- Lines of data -

**********

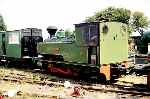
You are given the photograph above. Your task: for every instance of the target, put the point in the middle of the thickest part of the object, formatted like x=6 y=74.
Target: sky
x=20 y=14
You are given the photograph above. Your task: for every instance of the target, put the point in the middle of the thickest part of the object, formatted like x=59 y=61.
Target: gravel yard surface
x=41 y=86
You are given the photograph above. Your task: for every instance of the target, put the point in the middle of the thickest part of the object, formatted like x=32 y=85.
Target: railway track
x=42 y=79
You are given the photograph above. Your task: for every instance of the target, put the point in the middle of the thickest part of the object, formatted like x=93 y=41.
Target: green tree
x=139 y=22
x=136 y=21
x=2 y=24
x=111 y=14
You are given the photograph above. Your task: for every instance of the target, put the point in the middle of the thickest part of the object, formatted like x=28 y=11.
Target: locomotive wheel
x=101 y=78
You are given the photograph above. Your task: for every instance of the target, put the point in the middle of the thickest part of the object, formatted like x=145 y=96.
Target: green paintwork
x=1 y=51
x=114 y=44
x=14 y=49
x=70 y=51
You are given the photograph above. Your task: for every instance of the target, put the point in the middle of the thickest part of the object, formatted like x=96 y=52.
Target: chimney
x=52 y=30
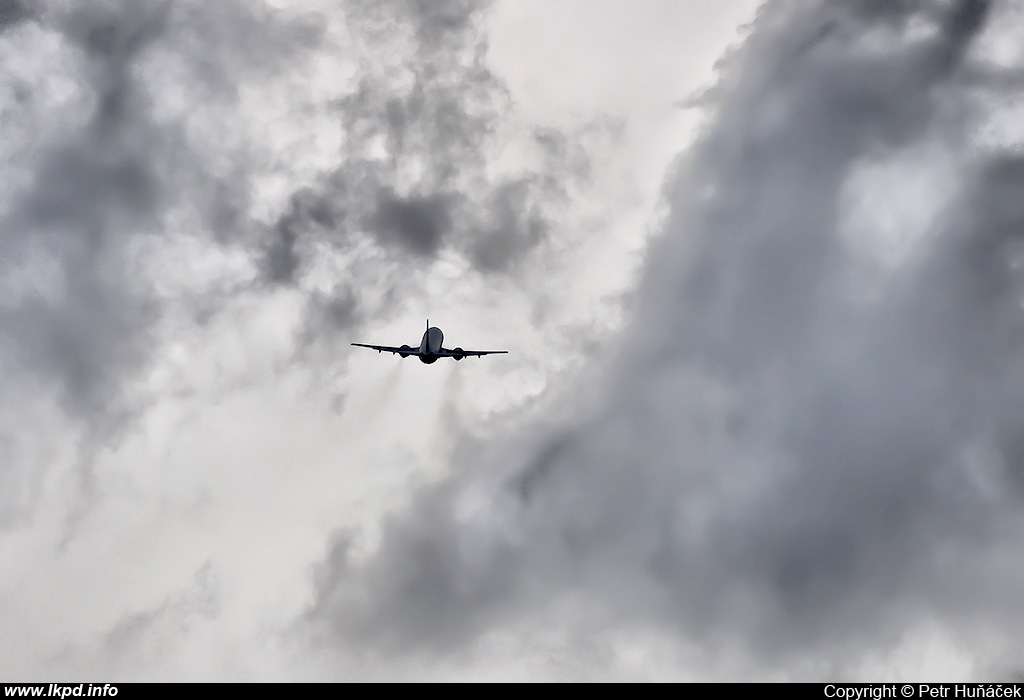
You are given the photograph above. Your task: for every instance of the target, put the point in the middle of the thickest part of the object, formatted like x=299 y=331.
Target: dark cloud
x=807 y=451
x=420 y=223
x=420 y=127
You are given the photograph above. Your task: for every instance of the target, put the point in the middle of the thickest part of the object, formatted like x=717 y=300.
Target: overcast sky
x=757 y=266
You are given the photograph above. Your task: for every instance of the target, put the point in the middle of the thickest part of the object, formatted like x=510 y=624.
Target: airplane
x=430 y=348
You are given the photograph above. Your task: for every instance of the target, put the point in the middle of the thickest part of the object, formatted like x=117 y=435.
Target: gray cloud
x=808 y=451
x=420 y=127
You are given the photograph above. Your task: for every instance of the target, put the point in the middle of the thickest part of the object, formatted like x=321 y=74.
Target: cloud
x=810 y=445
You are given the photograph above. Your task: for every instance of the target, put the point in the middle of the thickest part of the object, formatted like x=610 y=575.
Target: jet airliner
x=430 y=348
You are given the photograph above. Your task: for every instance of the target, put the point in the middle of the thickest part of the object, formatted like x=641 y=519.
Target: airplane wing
x=388 y=348
x=444 y=352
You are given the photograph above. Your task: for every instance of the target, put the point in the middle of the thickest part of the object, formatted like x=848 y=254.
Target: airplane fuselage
x=430 y=345
x=430 y=349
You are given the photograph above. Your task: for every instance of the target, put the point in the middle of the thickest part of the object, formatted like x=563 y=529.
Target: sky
x=757 y=266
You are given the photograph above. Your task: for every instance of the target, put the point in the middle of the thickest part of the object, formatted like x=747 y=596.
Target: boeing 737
x=430 y=348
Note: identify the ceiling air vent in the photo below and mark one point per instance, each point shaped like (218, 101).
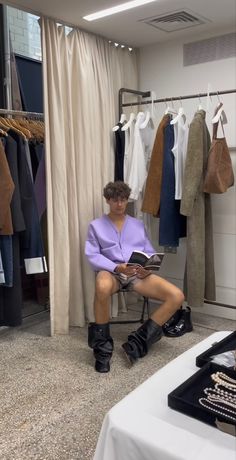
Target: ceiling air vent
(177, 20)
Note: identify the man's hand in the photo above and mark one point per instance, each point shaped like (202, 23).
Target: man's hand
(142, 272)
(128, 270)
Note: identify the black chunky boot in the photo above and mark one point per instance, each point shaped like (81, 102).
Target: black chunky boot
(182, 326)
(172, 321)
(101, 342)
(140, 341)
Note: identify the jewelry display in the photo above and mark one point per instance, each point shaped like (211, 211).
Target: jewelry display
(224, 380)
(221, 398)
(215, 408)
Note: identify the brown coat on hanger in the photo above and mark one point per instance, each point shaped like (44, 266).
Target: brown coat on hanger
(152, 194)
(6, 191)
(196, 205)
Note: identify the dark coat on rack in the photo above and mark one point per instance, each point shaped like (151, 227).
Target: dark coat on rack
(152, 194)
(6, 192)
(172, 223)
(196, 205)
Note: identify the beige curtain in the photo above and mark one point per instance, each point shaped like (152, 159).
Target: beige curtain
(82, 74)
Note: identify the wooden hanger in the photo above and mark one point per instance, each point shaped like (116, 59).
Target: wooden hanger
(6, 122)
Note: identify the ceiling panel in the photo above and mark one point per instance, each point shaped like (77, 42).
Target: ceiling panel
(127, 28)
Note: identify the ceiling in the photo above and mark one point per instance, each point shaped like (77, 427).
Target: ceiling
(126, 28)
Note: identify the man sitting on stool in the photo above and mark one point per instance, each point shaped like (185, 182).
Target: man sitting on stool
(110, 242)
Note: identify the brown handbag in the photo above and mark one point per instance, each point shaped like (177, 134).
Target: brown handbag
(219, 176)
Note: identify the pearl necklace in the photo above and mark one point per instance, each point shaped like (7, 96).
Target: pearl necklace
(224, 380)
(210, 405)
(226, 395)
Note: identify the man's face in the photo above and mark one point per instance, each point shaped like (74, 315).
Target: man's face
(117, 205)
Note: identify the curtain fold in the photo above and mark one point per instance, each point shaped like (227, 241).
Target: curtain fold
(82, 74)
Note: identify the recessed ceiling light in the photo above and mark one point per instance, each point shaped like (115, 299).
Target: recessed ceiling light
(116, 9)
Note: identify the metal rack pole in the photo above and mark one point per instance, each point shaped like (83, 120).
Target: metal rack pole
(167, 99)
(20, 113)
(130, 91)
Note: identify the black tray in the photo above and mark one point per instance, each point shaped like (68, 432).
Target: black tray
(226, 344)
(185, 397)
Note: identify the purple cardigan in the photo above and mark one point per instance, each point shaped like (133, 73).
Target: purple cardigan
(106, 247)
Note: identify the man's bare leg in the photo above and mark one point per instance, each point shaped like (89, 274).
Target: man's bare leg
(99, 338)
(106, 285)
(157, 288)
(150, 331)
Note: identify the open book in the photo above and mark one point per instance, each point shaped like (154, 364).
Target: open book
(152, 262)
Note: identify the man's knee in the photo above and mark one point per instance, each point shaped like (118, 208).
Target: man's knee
(176, 296)
(104, 284)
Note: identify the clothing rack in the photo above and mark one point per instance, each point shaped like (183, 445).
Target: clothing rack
(164, 99)
(146, 94)
(20, 113)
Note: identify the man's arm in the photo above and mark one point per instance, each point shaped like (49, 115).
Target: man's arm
(92, 251)
(148, 248)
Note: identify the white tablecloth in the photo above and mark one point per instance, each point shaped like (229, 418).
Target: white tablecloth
(143, 427)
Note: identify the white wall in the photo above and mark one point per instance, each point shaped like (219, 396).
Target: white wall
(25, 33)
(161, 70)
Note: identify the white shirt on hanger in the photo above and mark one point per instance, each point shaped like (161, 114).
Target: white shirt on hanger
(129, 144)
(179, 150)
(140, 153)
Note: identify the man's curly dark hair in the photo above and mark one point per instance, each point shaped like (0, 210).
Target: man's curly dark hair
(117, 189)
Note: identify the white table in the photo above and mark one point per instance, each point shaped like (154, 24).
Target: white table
(143, 427)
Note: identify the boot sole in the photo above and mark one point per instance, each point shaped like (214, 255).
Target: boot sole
(130, 361)
(180, 335)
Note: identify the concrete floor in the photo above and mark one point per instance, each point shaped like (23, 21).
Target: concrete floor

**********

- WORK TO COMPLETE -
Output exactly the lines above, from the one holding "Note: identify the white tablecloth" through the end of the data, including the first and last.

- SOLUTION BELOW -
Note: identify the white tablecloth in the photo above and mark one point per instance, each point shaped like (229, 418).
Target: white tablecloth
(143, 427)
Note: identify the white wall in the photo above and mark one point per instance, each point shaped like (219, 396).
Target: white wall
(25, 33)
(161, 70)
Note: identify the white shirt on hanger in the photo above and mark one point per instance, each point shaped like (161, 114).
Target: white shirt on hanger
(129, 144)
(179, 150)
(140, 153)
Note: identify the man's curly dark hair in the photo above and mark one point per instance, each point shaped like (0, 210).
Target: man's curly dark hair
(117, 189)
Note: identify the white table in the photo above and mark one point per instance, each point shaped like (154, 24).
Target: white table
(143, 427)
Note: identify the boot sole in the photo above and mark one point per instance, each point shaped like (214, 255).
Target: boot sole
(130, 361)
(180, 335)
Note: identify the concrete floor in the photo above and mark one point per instance, each point shaped like (23, 21).
Target: concrete floor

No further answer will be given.